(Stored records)
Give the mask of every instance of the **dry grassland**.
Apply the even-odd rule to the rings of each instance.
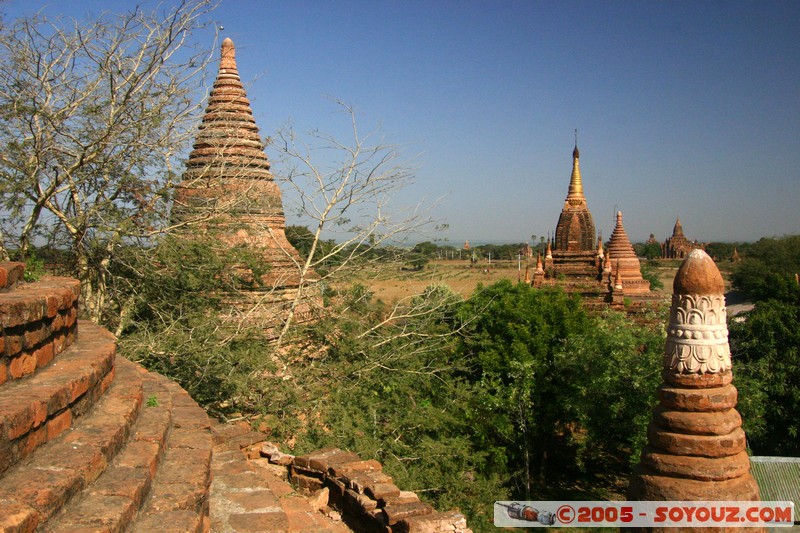
[[[453,291],[468,297],[478,284],[491,285],[501,279],[516,282],[525,277],[525,264],[518,270],[516,261],[486,261],[470,265],[469,261],[452,259],[431,261],[419,271],[402,270],[402,263],[384,263],[373,269],[362,270],[353,281],[361,283],[373,292],[374,301],[392,304],[403,298],[422,292],[433,284],[444,284]],[[672,280],[680,261],[659,262],[652,267],[664,285],[660,292],[672,292]],[[535,264],[530,266],[531,270]]]

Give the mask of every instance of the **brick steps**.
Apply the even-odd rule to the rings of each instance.
[[[171,394],[156,376],[143,374],[137,365],[121,357],[116,365],[119,380],[134,379],[142,384],[139,417],[125,447],[108,468],[47,524],[46,531],[122,531],[150,492],[171,422]]]
[[[46,366],[75,338],[80,284],[43,278],[20,284],[20,263],[0,263],[0,385]]]
[[[0,531],[206,532],[208,416],[77,321],[79,284],[0,263]]]
[[[172,422],[150,495],[131,530],[208,531],[210,421],[186,391],[166,378],[159,378],[171,394]]]
[[[0,479],[0,501],[24,510],[25,523],[43,526],[90,486],[125,444],[141,409],[142,379],[132,366],[119,365],[117,373],[119,379],[91,410]]]
[[[208,416],[163,376],[145,373],[121,357],[117,365],[144,383],[141,414],[130,438],[102,475],[40,529],[207,531]]]
[[[0,475],[92,407],[114,377],[113,335],[81,323],[81,340],[35,374],[0,386]]]
[[[401,491],[378,461],[336,448],[283,454],[246,423],[212,429],[214,532],[472,533],[459,511]]]

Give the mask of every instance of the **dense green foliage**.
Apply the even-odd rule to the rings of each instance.
[[[763,238],[733,273],[756,300],[729,326],[750,447],[758,455],[800,454],[800,236]]]
[[[663,289],[664,284],[661,283],[661,278],[658,277],[658,274],[655,270],[653,270],[649,261],[645,262],[642,261],[639,263],[639,270],[642,273],[642,279],[645,279],[650,282],[650,290],[655,291],[658,289]]]
[[[638,460],[660,379],[659,331],[507,281],[477,291],[461,312],[475,317],[461,351],[479,385],[476,436],[495,450],[515,497]]]
[[[657,242],[637,244],[634,248],[636,249],[636,255],[639,257],[645,257],[648,260],[661,257],[661,245]]]
[[[513,492],[530,499],[575,418],[565,348],[570,335],[588,332],[588,317],[560,291],[507,281],[479,289],[461,315],[473,320],[460,350],[479,385],[471,410],[476,438],[510,475]]]
[[[753,453],[800,455],[800,305],[758,302],[733,320],[739,410]]]
[[[762,238],[754,243],[732,276],[733,287],[756,300],[800,301],[800,235]]]
[[[280,409],[293,415],[272,420],[296,451],[377,458],[476,531],[490,528],[496,499],[618,490],[655,402],[660,328],[508,281],[463,302],[441,286],[393,310],[369,299],[354,287],[338,320],[306,332],[324,355],[295,360],[295,396]]]
[[[263,266],[244,247],[169,237],[146,254],[121,250],[115,279],[126,295],[120,348],[126,357],[181,384],[217,414],[261,402],[253,372],[266,370],[263,332],[227,326],[225,294],[259,284]],[[231,264],[238,268],[231,268]]]
[[[749,253],[749,242],[710,242],[706,244],[706,253],[711,256],[717,263],[724,263],[730,261],[733,257],[733,251],[736,250],[740,257],[746,257]]]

Task goal
Copy out the data above exactly, except the pictures.

Exercise result
Give the mask of every instance of the **dry grassland**.
Apply the even-odd rule to the rings of each instance.
[[[453,291],[468,297],[478,284],[491,285],[501,279],[516,282],[525,277],[525,264],[518,270],[516,261],[486,261],[470,265],[469,261],[452,259],[431,261],[419,271],[402,270],[402,263],[384,263],[373,269],[362,270],[353,281],[361,283],[373,292],[374,301],[392,304],[403,298],[422,292],[433,284],[444,284]],[[672,280],[680,261],[659,262],[652,267],[664,285],[660,292],[672,292]],[[535,264],[530,266],[531,270]]]

Give the mask of every instance of the **brick steps**.
Apply the even-odd rule to the rings of each instance.
[[[171,394],[156,376],[143,374],[137,365],[121,357],[116,365],[119,380],[134,379],[142,384],[139,417],[125,447],[108,468],[47,524],[46,531],[122,531],[150,492],[171,422]]]
[[[46,366],[75,338],[80,284],[43,278],[20,284],[20,263],[0,263],[0,385]]]
[[[0,531],[206,532],[208,416],[77,321],[79,284],[0,263]]]
[[[172,422],[150,495],[131,530],[208,531],[210,421],[186,391],[166,378],[159,378],[171,394]]]
[[[0,479],[0,501],[24,510],[25,523],[43,526],[90,486],[125,444],[141,409],[142,379],[132,366],[119,365],[117,373],[119,379],[91,410]]]
[[[208,416],[163,376],[145,373],[121,357],[117,365],[144,383],[141,414],[130,438],[102,475],[40,529],[207,531]]]
[[[0,475],[92,407],[114,377],[113,335],[81,323],[81,340],[35,374],[0,386]]]
[[[401,491],[378,461],[336,448],[283,454],[246,423],[212,429],[214,532],[472,533],[459,511]]]

Give the mask of every instance of the **dense green foliage**.
Apply the even-odd rule to the rings of each instance.
[[[763,238],[733,273],[756,300],[729,326],[750,447],[758,455],[800,454],[800,236]]]
[[[663,289],[664,284],[661,283],[661,278],[658,277],[658,274],[655,270],[653,270],[649,261],[645,262],[642,261],[639,263],[639,270],[642,273],[642,279],[645,279],[650,282],[650,290],[655,291],[658,289]]]
[[[638,460],[660,379],[659,331],[507,281],[477,291],[461,312],[475,317],[461,351],[479,385],[476,436],[495,450],[515,497]]]
[[[657,242],[637,244],[634,248],[636,249],[636,255],[639,257],[645,257],[648,260],[661,257],[661,245]]]
[[[513,492],[530,499],[575,418],[565,348],[570,335],[588,332],[588,317],[560,291],[507,281],[479,289],[461,315],[473,320],[460,350],[479,385],[471,410],[476,438],[510,475]]]
[[[753,453],[800,455],[800,305],[758,302],[733,320],[739,410]]]
[[[762,238],[754,243],[732,276],[733,287],[756,300],[800,301],[800,235]]]
[[[280,409],[293,415],[272,420],[296,451],[377,458],[476,531],[490,528],[496,499],[618,490],[655,402],[660,328],[508,281],[463,302],[441,286],[393,310],[369,299],[354,287],[338,320],[306,332],[324,355],[295,360],[295,396]]]
[[[263,266],[244,247],[169,237],[146,254],[121,250],[115,279],[126,295],[120,348],[126,357],[181,384],[217,414],[261,402],[253,372],[266,370],[263,332],[227,326],[225,294],[259,284]],[[231,264],[238,268],[231,268]]]
[[[749,253],[749,242],[710,242],[706,244],[706,253],[711,256],[717,263],[724,263],[730,261],[733,257],[733,251],[736,250],[740,257],[746,257]]]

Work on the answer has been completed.